Exercise directions:
Return all entries verbatim; skip any pictures.

Input data:
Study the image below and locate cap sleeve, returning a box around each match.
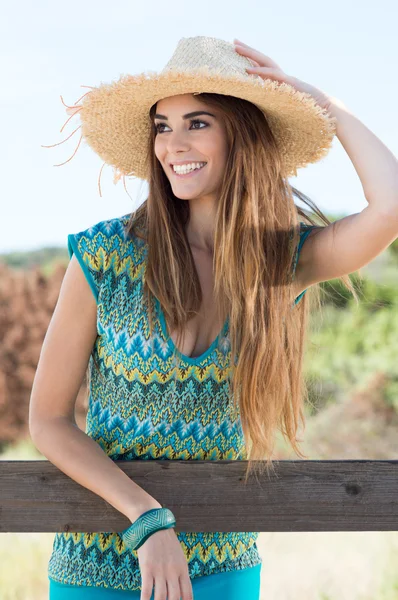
[67,223,106,303]
[292,222,318,306]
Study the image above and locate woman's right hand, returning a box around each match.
[137,527,194,600]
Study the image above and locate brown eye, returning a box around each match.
[154,119,208,134]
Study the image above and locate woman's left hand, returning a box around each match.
[233,38,334,113]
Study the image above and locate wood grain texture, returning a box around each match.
[1,460,398,532]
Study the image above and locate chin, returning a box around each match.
[172,192,196,201]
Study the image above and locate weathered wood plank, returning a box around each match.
[1,460,398,532]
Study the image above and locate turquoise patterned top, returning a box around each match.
[47,213,316,592]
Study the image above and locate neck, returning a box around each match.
[185,196,217,253]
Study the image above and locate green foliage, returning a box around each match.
[318,275,361,309]
[389,236,398,262]
[305,277,398,413]
[319,274,396,311]
[0,247,68,271]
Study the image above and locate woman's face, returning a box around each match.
[153,94,229,200]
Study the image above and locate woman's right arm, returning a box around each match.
[28,254,162,524]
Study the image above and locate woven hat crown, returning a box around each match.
[161,36,259,82]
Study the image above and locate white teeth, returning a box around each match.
[173,162,206,174]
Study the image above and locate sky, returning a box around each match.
[1,0,397,253]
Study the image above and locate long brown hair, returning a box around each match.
[89,92,359,484]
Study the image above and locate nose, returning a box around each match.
[165,129,192,154]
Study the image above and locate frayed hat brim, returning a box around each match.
[74,65,336,181]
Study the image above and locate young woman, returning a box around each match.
[32,36,398,600]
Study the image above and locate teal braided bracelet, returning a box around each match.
[121,507,176,551]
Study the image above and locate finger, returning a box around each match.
[154,577,167,600]
[233,38,250,47]
[179,573,194,600]
[246,66,287,82]
[234,43,266,64]
[167,577,183,600]
[140,574,154,600]
[248,58,261,67]
[234,44,282,71]
[233,41,261,68]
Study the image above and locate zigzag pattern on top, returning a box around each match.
[48,213,315,593]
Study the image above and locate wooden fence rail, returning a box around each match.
[1,460,398,533]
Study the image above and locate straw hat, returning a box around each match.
[44,35,337,193]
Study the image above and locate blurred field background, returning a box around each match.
[1,217,398,600]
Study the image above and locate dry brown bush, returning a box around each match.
[0,261,88,447]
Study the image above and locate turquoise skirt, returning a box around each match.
[49,563,262,599]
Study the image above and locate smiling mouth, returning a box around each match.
[171,164,207,178]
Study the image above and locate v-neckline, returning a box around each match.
[154,296,229,365]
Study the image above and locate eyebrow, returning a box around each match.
[154,110,216,121]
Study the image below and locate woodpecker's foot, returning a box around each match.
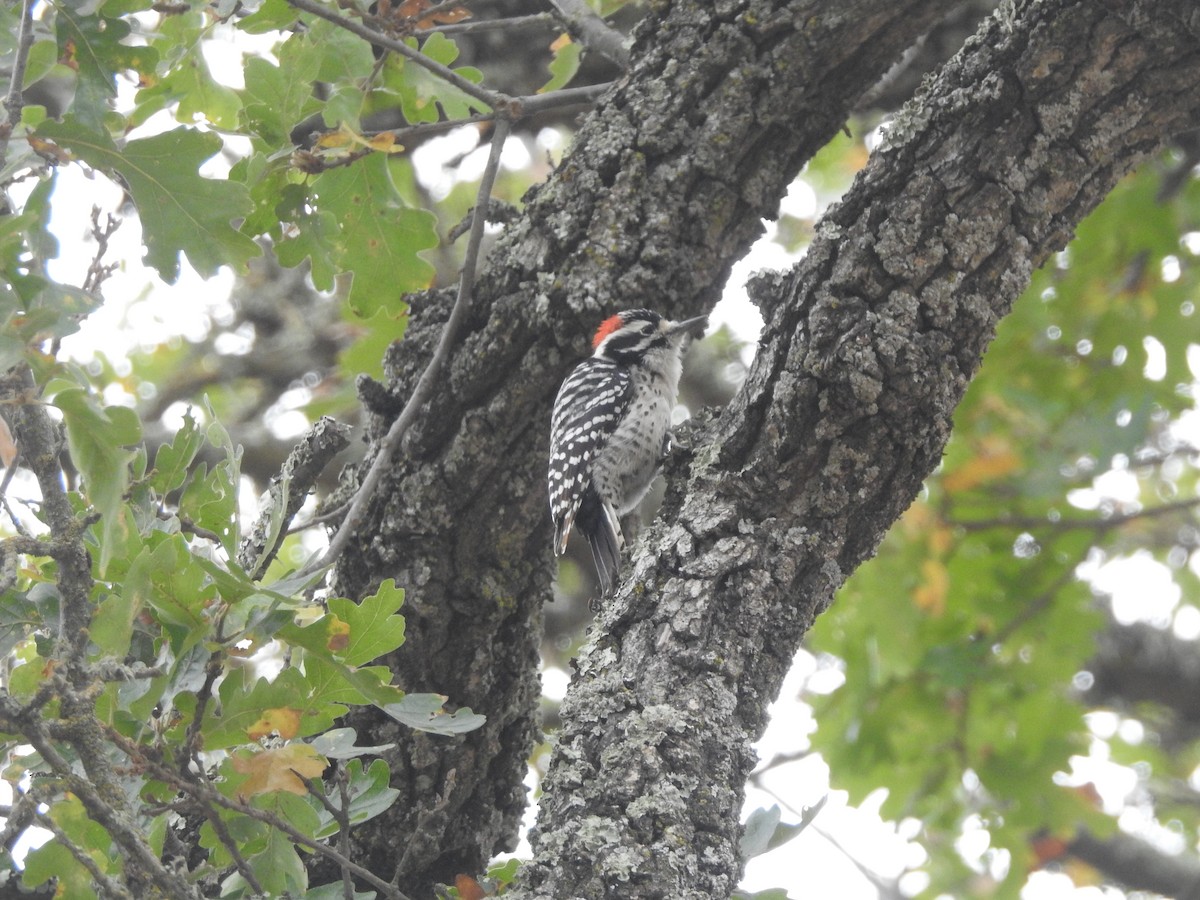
[659,430,673,466]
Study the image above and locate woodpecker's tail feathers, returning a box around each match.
[575,488,623,596]
[553,508,574,557]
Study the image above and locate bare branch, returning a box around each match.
[949,496,1200,535]
[82,208,121,296]
[415,12,556,38]
[549,0,630,68]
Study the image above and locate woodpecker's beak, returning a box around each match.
[666,314,708,339]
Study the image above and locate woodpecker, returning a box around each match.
[548,309,708,598]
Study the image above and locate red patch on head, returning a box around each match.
[592,314,624,349]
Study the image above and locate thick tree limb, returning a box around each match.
[1084,616,1200,735]
[326,0,961,892]
[517,1,1200,897]
[1070,829,1200,899]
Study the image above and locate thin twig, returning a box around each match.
[515,81,612,116]
[336,768,355,900]
[949,495,1200,534]
[204,802,266,894]
[287,0,501,111]
[303,116,514,578]
[414,11,556,38]
[285,498,350,535]
[0,0,36,174]
[302,771,356,899]
[82,208,121,296]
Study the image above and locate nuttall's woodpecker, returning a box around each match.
[548,309,708,597]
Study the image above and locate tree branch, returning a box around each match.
[549,0,630,68]
[1069,828,1200,899]
[518,0,1200,896]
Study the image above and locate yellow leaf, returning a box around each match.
[326,615,351,653]
[928,524,954,556]
[942,438,1021,492]
[912,558,949,615]
[366,132,404,153]
[314,128,355,149]
[550,33,573,52]
[246,707,302,740]
[232,744,327,799]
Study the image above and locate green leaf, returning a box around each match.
[740,805,782,860]
[91,564,142,657]
[300,153,437,315]
[206,667,345,750]
[136,12,242,130]
[22,794,115,898]
[137,536,214,653]
[176,403,243,555]
[0,175,102,365]
[308,727,394,759]
[55,8,158,130]
[340,308,408,380]
[22,39,60,91]
[383,33,487,123]
[22,840,98,899]
[53,387,141,575]
[541,34,583,93]
[237,0,299,33]
[149,407,204,494]
[0,591,42,659]
[247,795,311,896]
[273,182,341,290]
[328,579,406,667]
[34,119,260,282]
[240,49,322,148]
[487,857,522,887]
[381,694,487,735]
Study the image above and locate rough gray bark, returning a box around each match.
[324,0,961,891]
[513,1,1200,897]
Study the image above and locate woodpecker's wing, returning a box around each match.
[548,358,631,555]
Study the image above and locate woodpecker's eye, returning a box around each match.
[640,324,655,335]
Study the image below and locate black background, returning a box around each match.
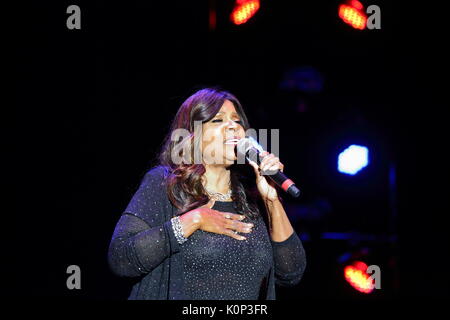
[10,0,449,301]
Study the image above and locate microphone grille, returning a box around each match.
[236,137,263,157]
[236,138,250,157]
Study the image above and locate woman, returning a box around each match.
[107,88,306,300]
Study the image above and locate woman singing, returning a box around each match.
[107,88,306,300]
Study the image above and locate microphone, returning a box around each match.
[235,137,301,198]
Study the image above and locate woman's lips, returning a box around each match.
[224,138,241,145]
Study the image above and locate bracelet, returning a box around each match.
[171,216,188,244]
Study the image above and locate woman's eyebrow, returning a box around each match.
[215,111,239,116]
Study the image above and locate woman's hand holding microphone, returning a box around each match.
[179,199,253,240]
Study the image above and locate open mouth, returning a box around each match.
[224,138,241,145]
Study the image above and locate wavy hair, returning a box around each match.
[158,87,260,219]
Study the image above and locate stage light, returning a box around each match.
[339,0,367,30]
[338,144,369,175]
[231,0,260,25]
[344,260,375,293]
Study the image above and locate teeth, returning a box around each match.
[224,139,239,144]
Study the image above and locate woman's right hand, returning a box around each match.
[183,199,254,240]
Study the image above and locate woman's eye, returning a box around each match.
[211,119,242,124]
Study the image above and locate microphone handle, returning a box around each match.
[245,150,301,198]
[267,169,301,198]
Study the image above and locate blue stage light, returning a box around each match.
[338,144,369,175]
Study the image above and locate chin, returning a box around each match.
[225,151,237,163]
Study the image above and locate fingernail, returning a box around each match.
[247,223,254,227]
[240,215,245,220]
[240,236,246,240]
[244,228,250,232]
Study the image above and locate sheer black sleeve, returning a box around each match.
[271,231,307,287]
[107,167,181,278]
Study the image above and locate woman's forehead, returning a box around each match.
[217,100,238,114]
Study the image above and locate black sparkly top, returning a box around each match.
[108,166,307,300]
[182,200,273,299]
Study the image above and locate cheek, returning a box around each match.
[202,127,222,147]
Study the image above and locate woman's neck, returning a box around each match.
[202,165,231,194]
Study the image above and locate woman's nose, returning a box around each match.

Output of the task:
Study the image below and locate cap sleeve, returning a box around each match.
[67,223,106,303]
[292,222,318,306]
Study the image above and locate woman's right hand, returning a box around each match.
[137,527,194,600]
Study the image above and locate brown eye, returning a box around each match.
[154,119,208,134]
Study the image above and locate woman's left hand, returning a box around each match.
[233,38,334,113]
Study the image above and locate wood grain texture, returning a box around each match.
[1,460,398,532]
Study the image above and locate chin, returning a box around each match.
[172,192,196,201]
Study the image above and locate weathered wood plank, returning a box around each match.
[1,460,398,532]
Study the image above and locate turquoise patterned top, returning a box around each match.
[47,213,316,592]
Study the image above and locate neck, returning a box around each match.
[185,196,217,253]
Study the image above and locate green foliage, returning a box around each match.
[318,275,361,309]
[389,236,398,262]
[305,277,398,413]
[319,274,396,311]
[0,247,68,271]
Study the image above and locate woman's face, returning a box around each match.
[153,94,229,200]
Study the image above and locate woman's right arm, returning a box around each match.
[28,254,162,524]
Study the image above and locate woven hat crown, returning a box around each match.
[161,36,259,82]
Study the image above and locate white teeth, returning a box around each match.
[173,162,206,174]
Study the image above and locate sky, returning a box around each match.
[1,0,397,253]
Study the image above and locate long brown hair, returning a box around each match.
[89,92,359,484]
Study the image above and locate nose, returning a box around each match.
[165,129,192,154]
Study the image above and locate frayed hat brim, returning a box around each match.
[74,65,336,181]
Study the image above and locate young woman, returning a box around each match.
[32,36,398,600]
Study the image above and locate teal braided bracelet, returning a box around each match.
[121,507,176,551]
Study the image above and locate finger, returning a box around each match.
[154,577,167,600]
[233,38,250,47]
[179,573,194,600]
[246,66,287,82]
[234,43,266,64]
[167,577,183,600]
[140,574,154,600]
[248,58,261,67]
[234,44,282,71]
[233,41,261,68]
Study the image above and locate zigzag pattern on top, returning a box around each match.
[48,213,315,593]
Study the image above and locate wooden fence rail, returning a box around each match.
[1,460,398,533]
Study the image above and locate straw hat, returning a box around each match.
[44,35,337,193]
Study the image above and locate blurred field background, returning a box around each match.
[1,217,398,600]
Study the image above and locate dry brown bush, returning a box around each match.
[0,261,88,447]
Study the image above and locate turquoise skirt, returning a box around each match.
[49,563,262,599]
Study the image above and locate smiling mouth, returning a box around each match.
[171,164,207,178]
Study the image above and locate v-neckline, returning a box around each match.
[154,296,229,365]
Study the image above and locate eyebrow, returning a box around each match.
[154,110,216,121]
Study the image below and locate woodpecker's foot, returning a box around each match.
[659,430,673,466]
Study the image above and locate woodpecker's tail feathers, returning a box around each match.
[575,488,623,596]
[553,508,574,557]
Study the image above and locate bare branch, returning a box around each match.
[949,496,1200,535]
[82,208,121,296]
[415,12,556,38]
[549,0,630,68]
Study the image above and locate woodpecker's beak, returning a box around each match.
[666,314,708,339]
Study the image above and locate woodpecker, returning a box around each match.
[548,309,708,598]
Study the image above and locate red patch on head, returning a box around each match.
[592,314,624,349]
Study the image above and locate thick tree limb, returning a box around each match.
[1084,616,1200,735]
[326,0,961,892]
[517,1,1200,897]
[1070,829,1200,899]
Study the image above and locate thin twig, returning a box around each match.
[515,81,612,116]
[336,768,355,900]
[949,495,1200,534]
[204,802,266,894]
[287,0,501,111]
[303,116,514,578]
[414,11,556,38]
[285,498,350,535]
[0,0,36,174]
[302,771,356,899]
[82,208,121,296]
Study the image above and locate nuttall's woodpecker, returning a box around each match.
[548,309,708,597]
Study the image above and locate tree branch, returning a box around each match.
[549,0,630,68]
[1069,828,1200,899]
[518,0,1200,896]
Study the image above and locate yellow leaf, returning a box around each match.
[326,615,351,653]
[928,524,954,556]
[942,438,1021,492]
[912,558,949,615]
[366,132,404,153]
[314,128,355,149]
[550,33,573,52]
[246,707,302,740]
[232,744,327,799]
Study the image above and locate green leaf, returning a box around each match.
[740,805,782,860]
[91,564,142,657]
[300,153,437,315]
[206,667,345,750]
[136,12,242,130]
[22,794,115,898]
[137,536,214,653]
[176,403,243,555]
[0,175,102,365]
[308,727,394,759]
[55,8,158,130]
[340,308,408,380]
[22,39,60,91]
[383,33,487,123]
[22,840,98,899]
[53,387,141,575]
[541,34,583,93]
[237,0,299,33]
[149,407,204,494]
[0,591,42,659]
[247,795,311,896]
[273,182,341,290]
[328,579,406,667]
[34,119,260,282]
[240,49,322,148]
[487,857,522,887]
[381,694,487,735]
Study the image above and locate rough gray bark, returning a box around each match.
[324,0,961,891]
[513,1,1200,897]
Study the image above and locate woodpecker's wing, returning a box around each match.
[548,358,631,555]
Study the image above and locate woodpecker's eye, returning a box around each match.
[640,324,655,335]
Study the image below and locate black background, returning a box around each match.
[10,0,449,301]
Study the image above and locate microphone grille, returning a box around each match.
[236,137,263,157]
[236,138,250,157]
Study the image above and locate woman, returning a box around each match.
[107,88,306,300]
Study the image above and locate woman singing, returning a box around each match.
[107,88,306,300]
Study the image above and locate microphone, returning a box around each match.
[235,137,301,198]
Study the image above and locate woman's lips, returning a box around each match.
[224,138,241,145]
Study the image above and locate bracelet, returning a box around each match.
[171,216,188,244]
Study the image above and locate woman's eyebrow, returning a box around each match.
[215,111,239,116]
Study the image above and locate woman's hand holding microphone, returning a box around each match.
[179,199,253,240]
Study the image above and locate open mouth, returning a box around each match.
[224,138,241,145]
Study the image above and locate wavy hair, returning a box around each match.
[158,87,260,219]
Study the image above and locate stage light, returning a box around each match.
[339,0,367,30]
[338,144,369,175]
[231,0,260,25]
[344,260,375,293]
Study the image above and locate teeth, returning a box around each match.
[224,139,239,144]
Study the image above and locate woman's right hand, returning a box around each match.
[183,199,254,240]
Study the image above and locate woman's eye, returning a box around each match.
[211,119,242,124]
Study the image above and locate microphone handle, returning a box around each match.
[245,150,301,198]
[267,169,301,198]
Study the image above and locate blue stage light, returning a box around each match.
[338,144,369,175]
Study the image above and locate chin, returning a box around each match.
[225,151,237,163]
Study the image above and locate fingernail, returning a box around each match.
[247,223,254,227]
[240,215,245,220]
[240,236,246,240]
[244,228,250,232]
Study the image above and locate sheer black sleeve, returning a box around each match.
[271,231,307,287]
[107,167,181,278]
Study the image above and locate woman's forehead, returning a box around each match.
[217,100,238,114]
Study the image above and locate black sparkly top, returning a box around each match.
[108,166,307,300]
[182,200,273,299]
Study the image above and locate cheek, returning a box around each match.
[202,127,222,147]
Study the image above and locate woman's neck, returning a box around each match.
[202,165,231,194]
Study the image above and locate woman's nose, returning a box around each match.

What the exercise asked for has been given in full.